→ **ENTRIES SUPPLIED**
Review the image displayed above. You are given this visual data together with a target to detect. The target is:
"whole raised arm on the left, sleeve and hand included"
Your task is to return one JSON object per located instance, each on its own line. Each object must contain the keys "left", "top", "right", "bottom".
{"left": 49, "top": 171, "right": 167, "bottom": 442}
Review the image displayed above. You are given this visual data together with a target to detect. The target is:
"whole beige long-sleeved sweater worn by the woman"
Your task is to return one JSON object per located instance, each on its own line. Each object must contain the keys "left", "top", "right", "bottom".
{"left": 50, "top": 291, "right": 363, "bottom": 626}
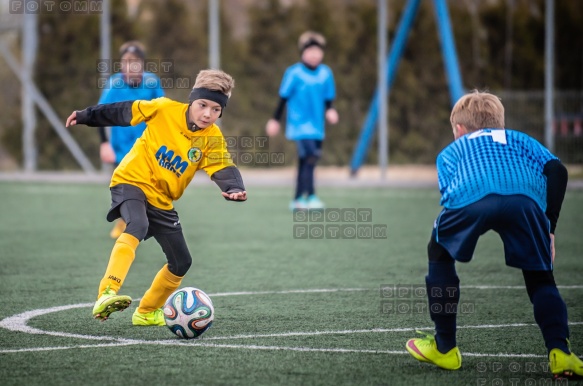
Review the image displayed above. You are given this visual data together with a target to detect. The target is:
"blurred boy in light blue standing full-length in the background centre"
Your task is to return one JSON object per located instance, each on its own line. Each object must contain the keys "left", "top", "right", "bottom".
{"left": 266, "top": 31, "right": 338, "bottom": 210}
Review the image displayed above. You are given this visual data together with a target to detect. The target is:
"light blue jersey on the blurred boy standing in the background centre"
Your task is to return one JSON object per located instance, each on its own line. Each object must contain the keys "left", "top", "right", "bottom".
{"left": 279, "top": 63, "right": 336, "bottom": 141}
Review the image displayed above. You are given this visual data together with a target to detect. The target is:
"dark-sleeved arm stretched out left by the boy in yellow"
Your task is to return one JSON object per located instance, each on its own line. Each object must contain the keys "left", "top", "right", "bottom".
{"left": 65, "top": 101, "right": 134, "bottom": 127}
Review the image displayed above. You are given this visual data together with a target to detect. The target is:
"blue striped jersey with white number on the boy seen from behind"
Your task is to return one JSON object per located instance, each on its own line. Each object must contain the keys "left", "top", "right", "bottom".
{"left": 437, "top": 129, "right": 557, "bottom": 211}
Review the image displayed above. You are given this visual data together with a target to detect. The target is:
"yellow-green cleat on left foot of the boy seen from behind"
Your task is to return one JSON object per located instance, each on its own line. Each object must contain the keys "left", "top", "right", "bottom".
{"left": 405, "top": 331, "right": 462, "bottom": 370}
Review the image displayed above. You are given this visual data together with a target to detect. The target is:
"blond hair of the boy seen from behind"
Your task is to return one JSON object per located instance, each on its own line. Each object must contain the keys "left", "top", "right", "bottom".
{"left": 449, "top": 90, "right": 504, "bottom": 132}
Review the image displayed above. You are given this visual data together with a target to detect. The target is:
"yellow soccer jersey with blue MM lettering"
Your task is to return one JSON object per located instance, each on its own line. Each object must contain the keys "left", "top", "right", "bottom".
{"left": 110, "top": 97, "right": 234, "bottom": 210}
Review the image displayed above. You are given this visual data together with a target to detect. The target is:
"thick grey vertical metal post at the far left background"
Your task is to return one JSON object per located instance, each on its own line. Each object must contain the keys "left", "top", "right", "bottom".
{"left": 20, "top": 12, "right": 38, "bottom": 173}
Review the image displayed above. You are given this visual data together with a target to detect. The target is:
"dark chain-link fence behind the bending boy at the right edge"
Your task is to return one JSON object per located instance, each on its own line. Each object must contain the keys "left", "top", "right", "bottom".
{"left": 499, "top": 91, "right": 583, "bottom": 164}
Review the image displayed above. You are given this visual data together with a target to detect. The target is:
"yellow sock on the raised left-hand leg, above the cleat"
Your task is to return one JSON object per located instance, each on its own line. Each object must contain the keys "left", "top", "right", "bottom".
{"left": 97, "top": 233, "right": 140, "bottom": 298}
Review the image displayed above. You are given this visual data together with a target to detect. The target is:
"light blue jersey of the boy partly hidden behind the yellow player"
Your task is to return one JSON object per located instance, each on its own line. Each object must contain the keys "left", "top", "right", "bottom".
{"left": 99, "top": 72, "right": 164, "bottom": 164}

→ **PROBLEM STATEMENT**
Any picture in the material is to be left out, and everything else is to be retyped as is.

→ **PROBLEM SOLUTION**
Review the image displayed above. You are given this visual data together with a target to detect. The target is:
"whole raised arm on the left, sleeve and hand included"
Your task is to return one JSON object per located instance, each on its own line. Each object must contain the keys "left", "top", "right", "bottom".
{"left": 49, "top": 171, "right": 167, "bottom": 442}
Review the image displayed above. You are given this visual data together with a target to detect. The target is:
"whole beige long-sleeved sweater worn by the woman"
Your task is to return one JSON object per located instance, each on its own line. Each object must contain the keys "left", "top", "right", "bottom".
{"left": 50, "top": 291, "right": 363, "bottom": 626}
Review the image displayed above. You are given this visual data together with a target to detect. The target is:
"blurred boy in light blue standing full-length in the background centre"
Your task is to return one JSON object per located instance, each on its own line. Each object must contain the keys "left", "top", "right", "bottom".
{"left": 266, "top": 31, "right": 338, "bottom": 210}
Review the image displayed above. You are given this visual data together with a target to detect. The target is:
"light blue jersey on the blurred boy standing in the background centre"
Your task is to return one JSON object per located instance, each on its own line. Each object must contain the keys "left", "top", "right", "bottom".
{"left": 279, "top": 63, "right": 336, "bottom": 141}
Review the image displayed above. You are given this visual data together with a target to detect. The target is:
"dark-sleeved arm stretched out left by the boy in yellow"
Your task is to return one JSON object per located instance, each on its own line. Each object must contain the keys "left", "top", "right", "bottom".
{"left": 65, "top": 101, "right": 134, "bottom": 127}
Review the image displayed above. You are given this visual data together with a target to detect. The target is:
"blue striped jersey with white number on the boy seen from behind"
Your task is to return one JSON object per located instance, each on its own line. Each object must contain the keys "left", "top", "right", "bottom".
{"left": 437, "top": 129, "right": 557, "bottom": 211}
Review the image displayed above. You are given this visual data together with a target to detect. The target is:
"yellow-green cleat on left foot of the boy seen from behind"
Your task is to return one JSON object per located instance, each on its own line. Each object must contain the keys "left", "top", "right", "bottom".
{"left": 405, "top": 331, "right": 462, "bottom": 370}
Review the image displayed above. You are given this visual data together with a target to detect. The target is:
"blond hair of the boy seen from behind"
Your task is to return one JSON object per located instance, each on its own line. Each object must contain the keys "left", "top", "right", "bottom".
{"left": 449, "top": 90, "right": 504, "bottom": 132}
Review the image displayed above. You are given this visual data together with a target to detect. The target is:
"yellow soccer jersey with blue MM lettering"
Your task is to return one JSON object per located instance, each on its own line. Each object must contain the keys "left", "top", "right", "bottom".
{"left": 110, "top": 97, "right": 234, "bottom": 210}
Review the image displayed above. You are given this visual data together with a target to detect. The target is:
"thick grey vertical metal post at the far left background"
Your task is to return one JSON object per located instance, each on its own line. Each object must contain the keys "left", "top", "right", "bottom".
{"left": 20, "top": 12, "right": 38, "bottom": 173}
Review the image displayed above. You are given this visual data together with a target to detect. The target is:
"dark chain-link fence behind the bending boy at the right edge"
Your task is to return one JSON object per located instance, each on its own line. Each object must contain the keys "left", "top", "right", "bottom".
{"left": 499, "top": 91, "right": 583, "bottom": 164}
Review the image displayed above. You are given this visual data together with a target to detect. The target is:
"yellow sock on the raised left-hand leg, above the cleat"
Your task is to return one JSON object per located instance, each on its own line. Each object must contain the keys "left", "top", "right", "bottom".
{"left": 97, "top": 233, "right": 140, "bottom": 298}
Review the image displayed above. You are given this visual data together with a target to detect. The target is:
"light blue jersey of the boy partly hidden behind the yellow player"
Your task is to return one JSON object per located instance, each on its own line. Each object must contain the keys "left", "top", "right", "bottom".
{"left": 99, "top": 72, "right": 164, "bottom": 164}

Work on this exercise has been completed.